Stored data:
***

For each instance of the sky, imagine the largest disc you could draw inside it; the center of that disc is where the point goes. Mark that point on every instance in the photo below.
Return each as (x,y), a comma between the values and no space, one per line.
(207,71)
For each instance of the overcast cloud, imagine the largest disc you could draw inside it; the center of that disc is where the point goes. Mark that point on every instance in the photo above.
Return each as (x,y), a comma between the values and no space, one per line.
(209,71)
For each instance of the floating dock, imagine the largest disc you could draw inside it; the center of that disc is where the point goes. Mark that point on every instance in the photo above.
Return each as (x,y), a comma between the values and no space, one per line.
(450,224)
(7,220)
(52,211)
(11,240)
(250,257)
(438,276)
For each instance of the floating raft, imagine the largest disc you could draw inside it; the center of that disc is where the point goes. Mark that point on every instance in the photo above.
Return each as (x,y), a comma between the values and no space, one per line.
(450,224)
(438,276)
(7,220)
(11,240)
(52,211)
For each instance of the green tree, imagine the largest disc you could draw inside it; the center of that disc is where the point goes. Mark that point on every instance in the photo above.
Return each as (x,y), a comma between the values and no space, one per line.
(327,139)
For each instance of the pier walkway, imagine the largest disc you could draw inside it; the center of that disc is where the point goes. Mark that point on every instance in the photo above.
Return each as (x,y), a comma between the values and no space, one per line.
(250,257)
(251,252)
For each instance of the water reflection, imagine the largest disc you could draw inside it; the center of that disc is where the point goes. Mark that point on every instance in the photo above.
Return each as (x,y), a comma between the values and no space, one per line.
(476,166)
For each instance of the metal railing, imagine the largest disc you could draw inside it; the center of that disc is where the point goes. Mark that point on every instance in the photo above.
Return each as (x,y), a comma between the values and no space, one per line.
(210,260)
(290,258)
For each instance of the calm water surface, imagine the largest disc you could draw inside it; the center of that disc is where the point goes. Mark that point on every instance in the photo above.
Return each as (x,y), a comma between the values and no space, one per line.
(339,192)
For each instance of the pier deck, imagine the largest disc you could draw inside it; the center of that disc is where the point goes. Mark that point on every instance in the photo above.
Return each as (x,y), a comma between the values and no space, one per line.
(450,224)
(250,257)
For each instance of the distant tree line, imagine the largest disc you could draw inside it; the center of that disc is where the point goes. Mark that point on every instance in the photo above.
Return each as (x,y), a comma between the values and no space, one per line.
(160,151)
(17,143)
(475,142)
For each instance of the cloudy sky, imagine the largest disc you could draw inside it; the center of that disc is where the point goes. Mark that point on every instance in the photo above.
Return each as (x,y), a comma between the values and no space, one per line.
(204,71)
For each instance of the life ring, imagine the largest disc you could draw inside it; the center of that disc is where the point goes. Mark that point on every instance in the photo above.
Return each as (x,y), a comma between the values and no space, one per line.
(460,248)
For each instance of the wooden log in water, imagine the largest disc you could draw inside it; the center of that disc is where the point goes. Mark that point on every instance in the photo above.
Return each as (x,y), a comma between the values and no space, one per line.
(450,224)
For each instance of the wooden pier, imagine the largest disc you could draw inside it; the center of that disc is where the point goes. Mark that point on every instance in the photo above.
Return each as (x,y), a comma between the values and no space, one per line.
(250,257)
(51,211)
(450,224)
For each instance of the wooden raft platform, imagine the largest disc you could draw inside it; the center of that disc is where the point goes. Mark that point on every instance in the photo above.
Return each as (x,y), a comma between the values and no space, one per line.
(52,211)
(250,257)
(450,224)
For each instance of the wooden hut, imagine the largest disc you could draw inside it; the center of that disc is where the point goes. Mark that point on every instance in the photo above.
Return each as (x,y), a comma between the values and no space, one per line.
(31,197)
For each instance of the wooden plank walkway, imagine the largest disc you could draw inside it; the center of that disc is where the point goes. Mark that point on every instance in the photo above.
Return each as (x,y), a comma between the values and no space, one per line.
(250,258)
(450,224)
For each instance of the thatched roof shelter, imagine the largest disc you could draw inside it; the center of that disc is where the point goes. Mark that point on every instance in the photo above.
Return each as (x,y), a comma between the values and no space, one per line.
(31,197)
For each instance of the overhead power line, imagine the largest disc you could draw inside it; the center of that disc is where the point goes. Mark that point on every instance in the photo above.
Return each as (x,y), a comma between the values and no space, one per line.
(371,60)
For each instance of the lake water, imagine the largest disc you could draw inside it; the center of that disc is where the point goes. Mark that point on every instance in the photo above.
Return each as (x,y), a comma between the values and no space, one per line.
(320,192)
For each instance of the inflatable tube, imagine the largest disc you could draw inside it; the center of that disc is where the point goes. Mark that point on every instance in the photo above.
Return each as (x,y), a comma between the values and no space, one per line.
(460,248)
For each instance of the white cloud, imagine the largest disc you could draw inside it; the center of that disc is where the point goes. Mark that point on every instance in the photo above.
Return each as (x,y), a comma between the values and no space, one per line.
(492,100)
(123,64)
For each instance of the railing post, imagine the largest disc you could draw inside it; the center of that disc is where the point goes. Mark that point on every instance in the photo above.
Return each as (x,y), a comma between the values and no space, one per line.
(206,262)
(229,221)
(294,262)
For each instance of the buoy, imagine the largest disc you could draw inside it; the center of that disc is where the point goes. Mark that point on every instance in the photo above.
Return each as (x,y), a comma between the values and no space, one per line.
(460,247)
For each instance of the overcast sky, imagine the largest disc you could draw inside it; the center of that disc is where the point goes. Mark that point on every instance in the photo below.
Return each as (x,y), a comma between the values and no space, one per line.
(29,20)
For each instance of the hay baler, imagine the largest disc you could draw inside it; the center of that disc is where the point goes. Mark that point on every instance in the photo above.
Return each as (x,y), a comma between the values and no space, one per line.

***

Exercise objective:
Copy out all of the records above with nothing altered.

Answer for the task:
For each instance of the sky, imagine the largest disc you could draw inside it; the center of that disc is where the point goes. Mark that point on every instance in the photo below.
Return each as (x,y), a comma between the values and no space, one per line.
(207,71)
For each instance of the overcast cloud, imagine the largest disc you could draw inside it; the center of that disc is where the point goes. Mark that point on every instance in the photo above.
Return each as (x,y), a comma between the values and no space, one per line.
(209,71)
For each instance of the floating dock, imagine the largest disc you could draw inside it; the center of that disc is where the point goes. Mark that point on every instance in the photo above.
Return each as (x,y), a comma between the values and no space, one per line.
(450,224)
(7,220)
(52,211)
(11,240)
(250,257)
(438,276)
For each instance of the floating raft, imagine the largest disc you could draw inside it; the center of that disc is where the point goes. Mark that point on every instance in the photo above.
Return each as (x,y), a comma between the values and no space, one per line.
(450,224)
(438,276)
(7,220)
(11,240)
(52,211)
For each instance of the green tree, imagine the largest disc you could draw inside it; the center of that disc is where the point goes. Mark that point on every instance in the photo above.
Return each as (x,y), a comma between the values and no space, one per line.
(327,139)
For each instance of the pier walkway, imagine the largest disc you could draw inside it; the center of that disc is where the point goes. Mark that point on every instance in the photo above.
Return each as (x,y), a comma between the values and no space, one per line.
(250,257)
(251,252)
For each instance of the water reflection, imagine the largest disc you could draw inside it; the center of that disc is where the point goes. Mark that point on every instance in the photo above.
Return each as (x,y), a comma between the values and no space, one per line.
(476,166)
For each instance of the metal railing, imagine the largest disc you could draw inside it; the center of that disc is where the point goes. Mark that point on every instance in the photo above.
Return each as (x,y), a comma between the values and no space, one per line.
(210,260)
(290,258)
For each instance of the calm water surface, imagine the largest disc you could draw inside it; the center of that disc is where the point goes. Mark that point on every instance in the photo above.
Return each as (x,y), a comma between the values and no space, one per line.
(339,192)
For each instance of the pier deck, imagine the largest disc you could draw inside it; the center of that disc is where the point goes. Mark that point on every instance in the photo above.
Return each as (x,y), a comma between the values and no space, one per line.
(450,224)
(250,257)
For each instance of the distant tree line, imagine the largest disc you could draw inside it; the center of that disc is where the point goes. Mark that point on every instance in the photo above.
Return each as (x,y), a comma between the values and no space, one per line.
(160,151)
(17,143)
(475,142)
For each instance of the cloudy sky, imagine the largest disc you could draw inside it; the center of that disc is where the point goes. Mark that point on every instance in the photo above.
Return each as (x,y), a comma between the values and no space, one per line.
(204,71)
For each instance of the life ring, imagine the largest disc you could draw inside it; the center of that disc is where the point goes. Mark that point on every instance in the photo above.
Return each as (x,y), a comma between the values and no space, one per line.
(460,248)
For each instance of the wooden log in water, imagine the largest disc you could draw inside it; the center of that disc is where the point goes. Mark that point on every instance in the photo above.
Return each as (x,y), a comma between the values and no space, one per line.
(450,224)
For each instance of the wooden pier, imagine the largest disc you could draw inside it; the center of that disc is where the point goes. Mark that point on every instance in the photo above.
Return each as (x,y), a comma between the values and no space, one per line.
(250,257)
(51,211)
(450,224)
For each instance of the wooden raft platform, imagine the largest disc you could draw inside it; the center of that disc is where the point goes. Mark that point on every instance in the photo above.
Return each as (x,y), a comma between the values and no space, one per line.
(52,211)
(250,257)
(450,224)
For each instance of the wooden hut, imagine the largest disc you could draw inside it; the center of that disc is where the point goes. Mark that point on every instance in the photo above.
Return each as (x,y), a comma between the values and no space, one per line.
(31,197)
For each instance of the wooden plank walkway, imagine the largest disc you could draw inside it; the center of that disc is where the point goes. Mark that point on every instance in the photo above.
Return each as (x,y), a comma between the values and no space, one per line.
(250,258)
(450,224)
For each instance of the thatched roof shelter, imagine the largest disc you could draw inside it; the center of that disc is where the point goes. Mark that point on every instance in the photo above.
Return each as (x,y), a comma between the values and no space, one per line.
(31,197)
For each instance of the overhead power line, imagine the largest disc you could draw inside it; the center of that disc is where the point goes. Mark that point on every instance in the photo above.
Return each as (x,y), a comma between the values and no space, one per line.
(371,60)
For each instance of the lake water, imagine the largest disc you could draw inside it; the center of that disc is where the point goes. Mark that point on every instance in the photo above.
Return each as (x,y), a comma between the values and no space, one per line.
(320,192)
For each instance of the inflatable tube, imagine the largest disc you could draw inside it; the center of that disc is where the point goes. Mark that point on every instance in the photo above.
Return each as (x,y), a comma between the values and no space, one per line.
(460,248)
For each instance of the white cloud, imagine the largest disc you could draw inside it; the center of that disc is where the point goes. Mark that point on every instance in the photo above.
Return each as (x,y), a comma between the values and no space, one per line.
(492,100)
(123,64)
For each instance of the railing post, imagine the largest disc you could draw inside it; the center of that disc is where the point goes. Mark that point on every instance in the photo above.
Return each as (x,y), a comma between the values and no space, one per line.
(206,262)
(229,221)
(294,262)
For each instance of the buoy, imagine the largest disc you could draw inside it; the center of that disc is where the point goes. Mark that point on every instance in the photo above.
Return each as (x,y), a comma between the values and no space, one per line.
(460,247)
For each instance of the overcast sky, imagine the largest disc you could draw inside it; the center of that disc is where the point goes. Mark that point on every instance in the photo below.
Return each as (x,y), a comma between the values and no space, one per line.
(29,20)
For each instance of the hay baler, imagine the largest disc you could draw inside it; the center of that disc is where the point goes. Mark that point on every instance in the photo above.
Return each as (x,y), a comma between the values and no space, one per line.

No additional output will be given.